== Supplied entries

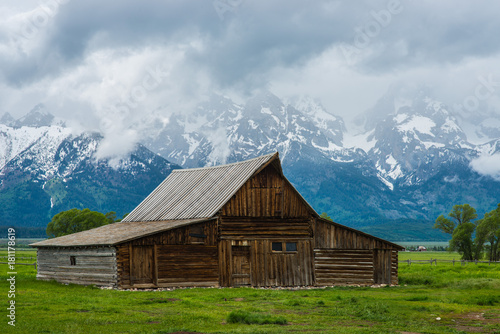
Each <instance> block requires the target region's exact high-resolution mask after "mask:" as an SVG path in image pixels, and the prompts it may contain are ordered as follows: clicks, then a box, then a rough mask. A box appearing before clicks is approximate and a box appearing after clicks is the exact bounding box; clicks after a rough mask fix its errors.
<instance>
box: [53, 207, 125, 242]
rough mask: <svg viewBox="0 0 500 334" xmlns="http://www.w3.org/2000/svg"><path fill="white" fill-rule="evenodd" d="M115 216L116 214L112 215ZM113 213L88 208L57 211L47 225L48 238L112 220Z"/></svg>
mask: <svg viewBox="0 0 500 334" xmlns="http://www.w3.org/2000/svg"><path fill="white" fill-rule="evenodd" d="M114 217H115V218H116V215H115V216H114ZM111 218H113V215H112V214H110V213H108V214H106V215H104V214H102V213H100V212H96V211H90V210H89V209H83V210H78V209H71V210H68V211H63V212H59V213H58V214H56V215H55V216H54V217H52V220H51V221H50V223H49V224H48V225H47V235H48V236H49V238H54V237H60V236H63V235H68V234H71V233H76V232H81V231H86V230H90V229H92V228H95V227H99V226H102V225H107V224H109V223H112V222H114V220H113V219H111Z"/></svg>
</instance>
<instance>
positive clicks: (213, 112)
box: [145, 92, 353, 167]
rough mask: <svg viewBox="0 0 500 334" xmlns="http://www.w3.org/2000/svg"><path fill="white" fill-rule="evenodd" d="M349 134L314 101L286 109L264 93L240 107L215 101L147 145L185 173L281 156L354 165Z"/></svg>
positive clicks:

====

### Exercise description
The answer should be a number alone: the count of lines in the records that hold the word "clicks".

### Answer area
3